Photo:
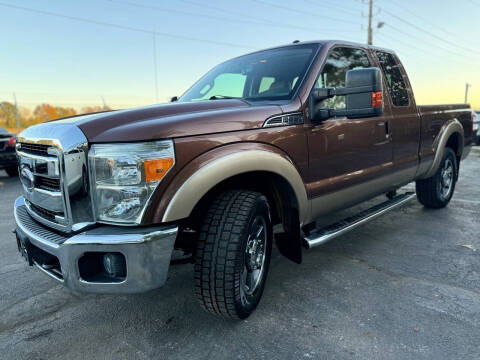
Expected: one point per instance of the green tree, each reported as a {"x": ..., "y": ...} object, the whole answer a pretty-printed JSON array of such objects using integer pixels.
[{"x": 7, "y": 114}]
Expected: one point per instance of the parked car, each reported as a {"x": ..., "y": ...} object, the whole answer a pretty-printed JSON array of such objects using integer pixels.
[
  {"x": 476, "y": 127},
  {"x": 283, "y": 136},
  {"x": 8, "y": 157}
]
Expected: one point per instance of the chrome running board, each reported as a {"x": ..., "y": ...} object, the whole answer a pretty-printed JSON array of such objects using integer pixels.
[{"x": 321, "y": 236}]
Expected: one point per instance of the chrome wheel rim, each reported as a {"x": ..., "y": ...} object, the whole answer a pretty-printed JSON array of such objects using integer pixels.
[
  {"x": 255, "y": 254},
  {"x": 446, "y": 179}
]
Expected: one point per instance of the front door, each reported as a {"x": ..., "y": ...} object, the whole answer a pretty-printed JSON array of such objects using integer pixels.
[{"x": 344, "y": 152}]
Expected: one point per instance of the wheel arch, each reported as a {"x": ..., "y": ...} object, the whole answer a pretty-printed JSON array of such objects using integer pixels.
[
  {"x": 452, "y": 136},
  {"x": 239, "y": 166}
]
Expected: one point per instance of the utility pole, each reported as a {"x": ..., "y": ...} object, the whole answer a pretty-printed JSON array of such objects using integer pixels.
[
  {"x": 155, "y": 71},
  {"x": 370, "y": 31},
  {"x": 467, "y": 85},
  {"x": 104, "y": 105},
  {"x": 16, "y": 114}
]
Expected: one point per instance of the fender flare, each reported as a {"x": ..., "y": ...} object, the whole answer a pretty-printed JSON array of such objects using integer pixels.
[
  {"x": 452, "y": 127},
  {"x": 208, "y": 176}
]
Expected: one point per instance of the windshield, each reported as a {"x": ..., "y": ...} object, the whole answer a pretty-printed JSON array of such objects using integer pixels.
[{"x": 265, "y": 75}]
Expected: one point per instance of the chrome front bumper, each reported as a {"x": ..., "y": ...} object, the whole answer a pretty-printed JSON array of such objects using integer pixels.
[{"x": 147, "y": 253}]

EXERCISE DETAILS: Reproduce the entries exactly. Do not carry over any picture.

RESPONSE TO THIS TASK:
Photo:
Expected: one point per instance of the green tree, each reported as a {"x": ..., "y": ...} object, the whole answer a pretty-printed JSON array of such objects using integer pixels.
[{"x": 7, "y": 114}]
Expected: one point per instance of the parked car, each reported as a {"x": ..., "y": ...} object, the whole answer a pretty-printed JSON array of such objects using integer pixels.
[
  {"x": 476, "y": 127},
  {"x": 283, "y": 136},
  {"x": 8, "y": 157}
]
Expected: one point per instance of the chrome running board, each reported as a {"x": ..., "y": ...} object, the whole answer a pretty-printed JSON array of such objects using integer pixels.
[{"x": 321, "y": 236}]
Expected: one point per instance of the chrome wheel rim, each reported as a {"x": ..., "y": ...} object, the whole answer a pretty-printed JSON array of such objects using integer pixels.
[
  {"x": 255, "y": 254},
  {"x": 446, "y": 179}
]
Expected: one point per instance of the front door, each reported as a {"x": ..., "y": ...} object, the whole answer a pretty-printed JSON array of such objects using integer pixels.
[{"x": 344, "y": 152}]
Expected: one point per instance of the wheel arch, each reported as a {"x": ..., "y": ...} object, the whole answer a pretty-printed JSON array of such objects using integer pixels.
[
  {"x": 452, "y": 136},
  {"x": 239, "y": 166}
]
Expected: one point per instance of the utility pole, each reported as a {"x": ..., "y": ...} object, the whole answer a pretty-printed JSON array of such objects using integer pixels.
[
  {"x": 155, "y": 71},
  {"x": 370, "y": 31},
  {"x": 467, "y": 85},
  {"x": 104, "y": 105},
  {"x": 16, "y": 114}
]
Expected: one point per instance of the fender flare, each reported as a {"x": ..., "y": ...} object, the whole answer a pretty-printed JSON array of such objects using integer pixels.
[
  {"x": 452, "y": 127},
  {"x": 208, "y": 176}
]
Expected: one point per instance of the windshield, each reported as a {"x": ..., "y": ...} object, the whole answer a pretty-printed JSON array of such objects using integer pixels.
[{"x": 265, "y": 75}]
Expected: one point per instance of the chrome front bumper, each reported as a {"x": ..., "y": ...} object, the whole answer a pretty-printed JSON array of such objects using integer pixels.
[{"x": 147, "y": 253}]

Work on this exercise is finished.